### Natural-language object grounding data

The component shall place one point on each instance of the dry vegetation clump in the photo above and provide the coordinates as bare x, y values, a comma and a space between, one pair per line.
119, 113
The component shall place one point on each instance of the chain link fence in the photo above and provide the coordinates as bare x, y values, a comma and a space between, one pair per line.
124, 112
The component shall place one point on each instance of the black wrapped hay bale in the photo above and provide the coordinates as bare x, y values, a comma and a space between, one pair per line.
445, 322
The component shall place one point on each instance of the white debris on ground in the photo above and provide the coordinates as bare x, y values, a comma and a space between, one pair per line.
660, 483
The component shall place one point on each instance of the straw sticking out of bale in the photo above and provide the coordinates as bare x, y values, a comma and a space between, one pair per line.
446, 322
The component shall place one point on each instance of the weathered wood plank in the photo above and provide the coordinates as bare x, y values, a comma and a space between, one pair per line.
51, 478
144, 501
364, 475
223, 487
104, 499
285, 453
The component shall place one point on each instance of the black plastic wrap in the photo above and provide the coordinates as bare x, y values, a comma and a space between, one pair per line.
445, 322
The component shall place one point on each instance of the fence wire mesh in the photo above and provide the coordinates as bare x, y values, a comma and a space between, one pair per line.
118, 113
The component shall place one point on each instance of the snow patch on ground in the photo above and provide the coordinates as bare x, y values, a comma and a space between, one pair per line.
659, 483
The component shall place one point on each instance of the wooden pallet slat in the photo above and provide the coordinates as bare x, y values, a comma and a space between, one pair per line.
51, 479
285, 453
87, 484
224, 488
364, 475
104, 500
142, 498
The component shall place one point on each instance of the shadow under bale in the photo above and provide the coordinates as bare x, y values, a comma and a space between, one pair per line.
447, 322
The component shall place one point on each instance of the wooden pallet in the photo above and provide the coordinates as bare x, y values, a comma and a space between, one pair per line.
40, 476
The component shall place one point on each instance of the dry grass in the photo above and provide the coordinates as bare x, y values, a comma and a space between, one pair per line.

### Work order
Nothing in the data should be left out when you retype it exactly.

### Response for this exercise
The component shall place one point on each instance of the dry vegetation clump in the photo above and provide the coordinates as bare x, y values, a comma and a space between, one pair per line.
119, 113
The component shall place one point on each instance of the chain link fence in the photo above and provide the coordinates as bare x, y values, a comma and a space between, one pair per line.
124, 112
The component shall place one point on each instance of the black wrapped hay bale in the photo above and provide the coordinates as bare x, y values, a comma and a space between, one pair per line.
445, 322
The component shall place one point on each instance of the white debris on ground in the photo above and provide the coordinates as bare x, y values, a comma and a space between, one pair per line.
660, 483
The component shall place one point on each instance of the straw sticking out of bale in the photo above and provide the coordinates as bare x, y values, a comma and a space between, one pair per line.
446, 322
The component shall place one point on each instance of the weathered wood plank in the photo above and provide the coordinates as bare x, y values, a comma and a space between, one pair per line.
51, 478
144, 501
364, 475
223, 487
104, 499
285, 453
The component shall place one point on each instance of the black plastic wrap in the photo above and provide the coordinates as bare x, y values, a comma and a space between, one pair per line.
445, 322
The component shall place one point on each instance of the fence wire mesh in the photo above and provide the coordinates as bare x, y values, a comma and a space between, one pair per line.
118, 113
The component shall place one point on each instance of the snow patch on ground in the photo above and provide the coordinates as bare x, y values, a comma and a space between, one pair per line.
659, 483
The component shall place one point on each instance of the wooden pallet slat in the photo above and provide the coordinates as bare x, y values, a comma and a space between, one pair per line.
51, 479
285, 453
87, 484
224, 488
364, 475
104, 500
142, 498
The component shall place one point on each instance of the shadow under bale in the photo above and provide the coordinates as bare x, y values, a comma and a space between, one pair per line.
447, 322
The component shall place one point on each instance of the wooden pallet in the photo above and provide the coordinates as bare x, y values, a comma and a space between, one pair per line.
40, 476
The component shall place one point on each instance of the dry grass in the photo above and provide the coordinates as bare x, y values, a comma and a space between, one pair per line.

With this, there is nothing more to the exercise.